[Actions to take]:
1/ Per the page text, why can we expect cheaper hardware for running LLMs?
2/ Return the page text word for word from "The state-of-the-art on" to "working on it.".

[Page text]:
----
The state-of-the-art on training and architecture is likely to improve over the next year alone, certainly over the next 2 or 3. It's also reasonable to expect cheaper hardware for running LLMs, since all the chip makers are working on it.
If you don't need a local LLM now but think it might save money only in the long run, it probably makes sense to wait and build one once we're better at it
Collating training data in the mean time probably makes sense. Recording as much as you can, encouraging employees to document more, etc. That data will be useful even in the absence of AI, and with improving AI technology it is likely to become more and more valuable every year. It also takes time to produce that data, and no one else can do it for you
We don't currently know exactly why gradient descent works to find powerful, generalizing minima
But, like, it does
The minima we can reliably find, in practice, don't just interpolate the training data. I mean, they do that, but they find compressions which seem to actually represent knowledge, in the sense that they can identify true relationships between concepts which reliably hold outside the training distribution.
----
[Information supplied]:
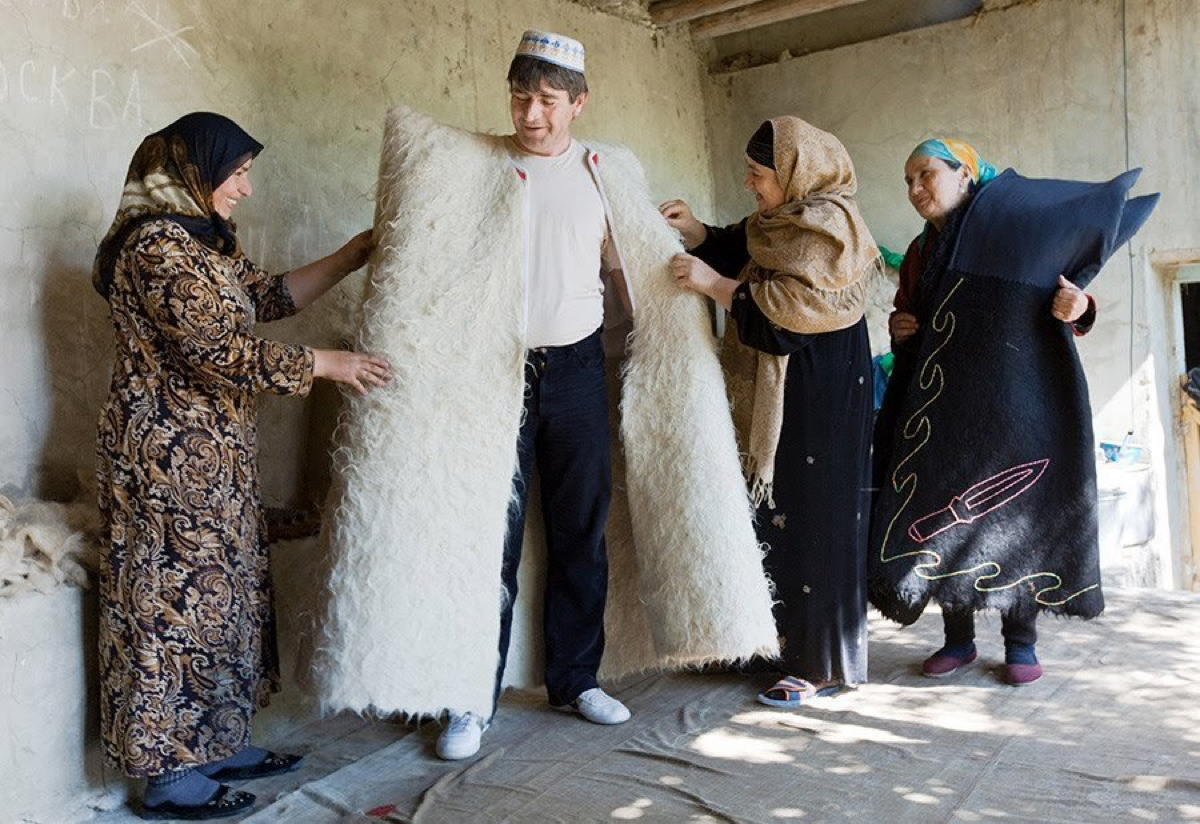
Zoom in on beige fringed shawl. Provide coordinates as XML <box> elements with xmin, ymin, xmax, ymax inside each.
<box><xmin>721</xmin><ymin>118</ymin><xmax>880</xmax><ymax>509</ymax></box>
----
[Solved tasks]:
1/ All the chip makers are working on it.

2/
The state-of-the-art on training and architecture is likely to improve over the next year alone, certainly over the next 2 or 3. It's also reasonable to expect cheaper hardware for running LLMs, since all the chip makers are working on it.